Now, several new studies show that it's possible for some transplant patients to avoid these drugs and their side effects. The studies appear in this week's New England Journal of Medicine.

One of the first transplant patients who volunteered to stop taking anti-rejection drugs was Jennifer Serle.

Serle, 28, got her first kidney transplant at the age of 13. She then suffered drug side effects that ranged from weak bones and memory loss to viral warts that made her feet so painful she couldn't walk.

"I knew I had to do something drastic because I was young," she says. "To think of 20, 30, 40 years living like that, I didn't want any part of it.

So Serle entered a study at Massachusetts General Hospital in Boston. After years of experiments in animals, researchers were ready to see if they could dispense with immune-suppressing drugs and all their side effects.

To Serle's delight, it worked.

"So now it has been five years and I have not taken any medications that a normal transplant patient would take," she says.

Her bones have strengthened, she's mentally sharp — and the warts disappeared.

"I'm definitely walking," she says. "I actually ran two marathons in October. It's basically been the healthiest that I've ever been in my life."

New Transplant Method

Serle's story marks a turning point in getting patients to tolerate genetically different transplants. In her case, she got a kidney from her mother, who was only a partial match.

# Data for review
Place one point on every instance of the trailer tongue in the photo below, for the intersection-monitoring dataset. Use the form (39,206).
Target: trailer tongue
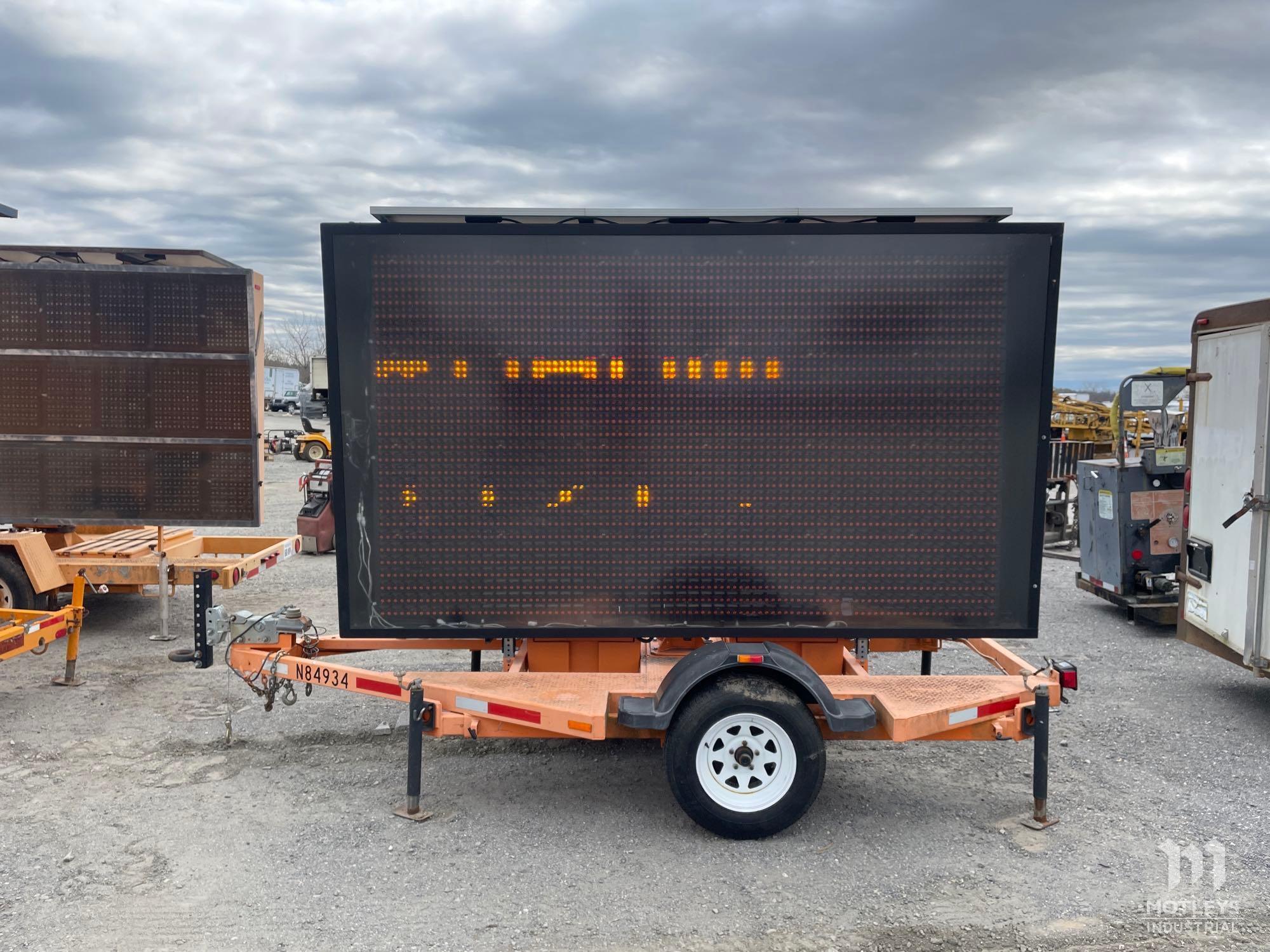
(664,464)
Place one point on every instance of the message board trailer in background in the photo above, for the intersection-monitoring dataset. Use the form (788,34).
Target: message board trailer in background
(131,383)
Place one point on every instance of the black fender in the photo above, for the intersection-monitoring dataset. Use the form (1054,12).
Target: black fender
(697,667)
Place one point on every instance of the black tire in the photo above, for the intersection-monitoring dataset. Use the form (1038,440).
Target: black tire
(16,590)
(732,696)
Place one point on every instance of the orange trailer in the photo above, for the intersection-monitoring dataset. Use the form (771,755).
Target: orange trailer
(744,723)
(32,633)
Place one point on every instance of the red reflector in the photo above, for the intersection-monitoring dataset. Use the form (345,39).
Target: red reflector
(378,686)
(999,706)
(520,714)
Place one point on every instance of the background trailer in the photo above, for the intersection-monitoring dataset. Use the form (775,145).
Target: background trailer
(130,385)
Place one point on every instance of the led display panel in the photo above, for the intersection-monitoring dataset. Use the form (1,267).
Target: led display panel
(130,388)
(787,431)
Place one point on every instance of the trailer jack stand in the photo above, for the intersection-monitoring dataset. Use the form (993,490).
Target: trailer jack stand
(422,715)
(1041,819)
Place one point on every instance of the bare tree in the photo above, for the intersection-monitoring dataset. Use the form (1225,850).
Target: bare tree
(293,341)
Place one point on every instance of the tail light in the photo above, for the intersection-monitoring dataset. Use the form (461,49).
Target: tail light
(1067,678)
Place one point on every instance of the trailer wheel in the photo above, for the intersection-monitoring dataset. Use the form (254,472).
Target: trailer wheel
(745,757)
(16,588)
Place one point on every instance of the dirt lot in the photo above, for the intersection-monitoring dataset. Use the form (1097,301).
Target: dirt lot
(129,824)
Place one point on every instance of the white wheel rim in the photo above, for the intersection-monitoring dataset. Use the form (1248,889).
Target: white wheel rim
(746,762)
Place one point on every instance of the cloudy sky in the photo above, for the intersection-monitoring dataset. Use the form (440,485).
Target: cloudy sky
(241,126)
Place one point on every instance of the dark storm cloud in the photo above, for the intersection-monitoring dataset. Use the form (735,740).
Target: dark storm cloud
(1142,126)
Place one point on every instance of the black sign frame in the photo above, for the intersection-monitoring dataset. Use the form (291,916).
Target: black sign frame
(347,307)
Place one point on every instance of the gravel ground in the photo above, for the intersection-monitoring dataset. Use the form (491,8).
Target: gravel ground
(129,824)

# Set of tasks
(1) Reproduce word for word the passage of the transplant article starting with "So Serle entered" and going on through "delight, it worked.".
(2) Take the transplant article further, beginning right after its final sentence.

# Responses by task
(1)
So Serle entered a study at Massachusetts General Hospital in Boston. After years of experiments in animals, researchers were ready to see if they could dispense with immune-suppressing drugs and all their side effects.

To Serle's delight, it worked.

(2)
Dr. David Sachs of Massachusetts General Hospital says it was the first time drugs were stopped intentionally.

"We are delighted with the outcome," he says. The key for Serle was transplanting not just her mother's kidney but also a bit of her mother's bone marrow.

That gave Serle an immune system that was essentially a blend of her own and her mother's. Immune cells called T-cells, which normally attack anything foreign, are fooled into ignoring the transplanted kidney or at least tolerating it.

"You end up with T-cells that can react against everything else in the environment — bacteria, viruses, any other antigen — except recipient and donor [cells]," he says. "That's what we call tolerance."

The trick succeeded in three other patients. Other papers in the Journal detail two patients who achieved tolerance with other maneuvers. These patients also are doing without immune-suppressing drugs.

Doesn't Apply to All

That doesn't mean this approach works for all transplant patients. It's still experimental. Sachs says the treatment that his patients require before the transplant takes several days. That precludes taking organs from brain-dead donors. There's too little time.

"The only requirement right now is that it has to be from a living donor," Sachs says. "We haven't yet got this procedure working in a situation where it's a deceased donor, which is of course the usual case for many other transplants, such as the heart."

Others are skeptical of the new findings. Dr. Tom Starzl, a transplant pioneer at the University of Pittsburgh, doesn't see the Boston group's method as a breakthrough. He says the preparation that was used is "too complex" to be used clinically.

In Pittsburgh, Starzl says doctors are fine-tuning their transplant regimens to achieve partial tolerance by radically reducing — but not totally stopping — the number of doses and the number of drugs a person has to take.

"We see no real reason to go from one dose a week to nothing," he says.

The Boston group also has another big goal in mind. Sachs says achieving tolerance in mismatched human transplants is a step toward the day when animal organs might be safely put into people.